AIM A:
Answer these questions from the contesting discussion, each on its own line and marked as shown.
(i) In a section of 12 bands, what chance does one writer say a band has of finishing in the top two?
(ii) Which option did the writer who listed good and bad points of contest day vote for?
(iii) Which contest does the band in a remote location manage to attend?

PAGE EXCERPT:
I am not convinced by the argument that contesting increases playing standards. Playing standards are increased by individuals practicing at home, especially using technical exercises. I think that the run up to a contest provides the equivalent of that for people who don't practice regularly. The run up period to a contest can actually degrade my playing. I tend to lock up or lock into a very regimented way of playing and lose a bit of my ability to feel what is going on in the piece musically.
Playing devils advocate: If contests improve standards what are we wanting to use those increased standards for? Recording? Concerts? Well the audience for brass band records and concerts seems limited to the relatives of people playing in/on them at the level most of us play at. There is some evidence that individual players use contests as a way of getting into a better band - by reputation, contest success in lower sections.
I am also not convinced that bands benefit from the competitive element. In a section of 12 bands its not competitive as you only have a 1 in 6 chance of being in the top two. There is also some statistical evidence that being drawn in the first few bands to play reduces that chance further! In other words, its more of an exhibition performance than a contest, in the way that an athletics race might be.
I think the reason bands do contests is that its "what they do".
My contest performances are drug assisted these days - are we planning to have drug testing?
Contest preparation - like. Worthwhile activity, raises standards, enjoyable.
Contest day - hate. Utterly pointless, demoralising, waste of time.
how do I vote in view of the above?
Contest force bands to play music they probably would not play otherwise, wether you like the piece or not, wether it's old or new it must be a good thing to try something different rather than just the pieces you (well the MD) like.
The contest day is both great and dreadful.
Waiting around to play for 12 minutes - bad
Trying to play without a decent warm up - bad
Finally getting to perform a piece you've been rehearsing for weeks - good
Meeting up with other bands for a pint and friendly banter - good
I voted for the "Enthusiastic, love contesting" option in case you haven't guessed
My band is situated in a remote location so we only manage to make the 'big one' at the Areas. This serves as a focal point on the band's calendar and a lot of fund raising and hard work goes into making it happen. In my experience the band bond more effectively socially as well as musically during this period and although the practices and build up are intense I think that having a competitive streak helps a band immensely. There are several other local bands nearby who are not interested in the slightest and I can understand that mentality however we have a lot of young members who have come through the ranks wanting a shot at going up against other bands.
One aspect of contesting that I have grown to dislike however is when it becomes the ONLY important thing on the calendar. A few years ago my band had a string of successes with a finals invite and subsequent promotion. Because at the end of the day we couldn't maintain a standard all year round we lost a lot of young members when we took a thrashing. I think a balanced approach is the best way especially in lower sections. It can become all to easy to forget your roots.
Don't like it, never have, never will for many reasons. Thankfully I won't be doing any more as I no longer play in a contesting band.
I do however accept that I am probably in the minority, and if we were all the same the world would be a very boring place.

MATERIAL TO PROCESS:

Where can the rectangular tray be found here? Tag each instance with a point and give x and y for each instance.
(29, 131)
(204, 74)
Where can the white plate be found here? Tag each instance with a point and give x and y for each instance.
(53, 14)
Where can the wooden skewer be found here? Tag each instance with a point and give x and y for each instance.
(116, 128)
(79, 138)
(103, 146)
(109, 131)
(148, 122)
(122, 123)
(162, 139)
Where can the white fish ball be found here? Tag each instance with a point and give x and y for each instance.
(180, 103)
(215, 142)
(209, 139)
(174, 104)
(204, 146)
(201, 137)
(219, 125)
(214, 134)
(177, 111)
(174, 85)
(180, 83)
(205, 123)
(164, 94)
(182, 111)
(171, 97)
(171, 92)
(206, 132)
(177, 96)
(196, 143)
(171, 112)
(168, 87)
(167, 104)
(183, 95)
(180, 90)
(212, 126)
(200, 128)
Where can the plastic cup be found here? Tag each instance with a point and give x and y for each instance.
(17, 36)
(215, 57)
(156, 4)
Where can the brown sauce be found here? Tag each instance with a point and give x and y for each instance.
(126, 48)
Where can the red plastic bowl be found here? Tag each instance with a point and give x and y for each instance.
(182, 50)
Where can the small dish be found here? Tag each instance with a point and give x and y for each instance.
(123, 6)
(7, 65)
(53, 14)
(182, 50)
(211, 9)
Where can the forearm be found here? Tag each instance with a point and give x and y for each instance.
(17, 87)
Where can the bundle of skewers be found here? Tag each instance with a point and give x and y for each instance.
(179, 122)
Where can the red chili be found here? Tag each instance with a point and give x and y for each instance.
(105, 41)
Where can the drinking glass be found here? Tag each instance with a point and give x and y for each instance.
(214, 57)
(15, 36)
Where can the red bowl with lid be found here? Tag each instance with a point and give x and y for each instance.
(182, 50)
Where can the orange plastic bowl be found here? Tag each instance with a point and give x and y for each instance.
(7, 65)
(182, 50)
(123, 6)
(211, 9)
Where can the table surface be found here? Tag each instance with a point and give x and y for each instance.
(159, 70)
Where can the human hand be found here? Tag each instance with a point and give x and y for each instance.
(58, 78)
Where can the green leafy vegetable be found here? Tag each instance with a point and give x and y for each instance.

AIM B:
Rename "plastic" to "ceramic" in everything from the row containing "Where can the brown" down to the end of the rows, leaving all else unchanged, and give only those rows.

CORRECT ANSWER A:
(i) A 1 in 6 chance.
(ii) The "Enthusiastic, love contesting" option.
(iii) The 'big one' at the Areas.

CORRECT ANSWER B:
Where can the brown sauce be found here? Tag each instance with a point and give x and y for each instance.
(126, 48)
Where can the red ceramic bowl be found here? Tag each instance with a point and give x and y for each instance.
(182, 50)
Where can the small dish be found here? Tag each instance with a point and give x and y for each instance.
(123, 6)
(7, 65)
(53, 14)
(182, 50)
(211, 9)
Where can the forearm be found here? Tag each instance with a point and give x and y for each instance.
(17, 87)
Where can the bundle of skewers be found here? Tag each instance with a point and give x and y for each instance.
(179, 122)
Where can the red chili be found here? Tag each instance with a point and give x and y for each instance.
(105, 41)
Where can the drinking glass be found here? Tag each instance with a point and give x and y for each instance.
(214, 57)
(15, 36)
Where can the red bowl with lid be found here? Tag each instance with a point and give x and y for each instance.
(182, 50)
Where can the orange ceramic bowl be found here? Tag each instance with a point and give x and y for each instance.
(7, 65)
(182, 50)
(123, 6)
(211, 9)
Where can the table surface be found here? Tag each instance with a point and give x and y for each instance.
(159, 70)
Where can the human hand be found here? Tag each instance with a point and give x and y for each instance.
(58, 78)
Where can the green leafy vegetable be found here? Tag each instance with a point and give x and y for each instance.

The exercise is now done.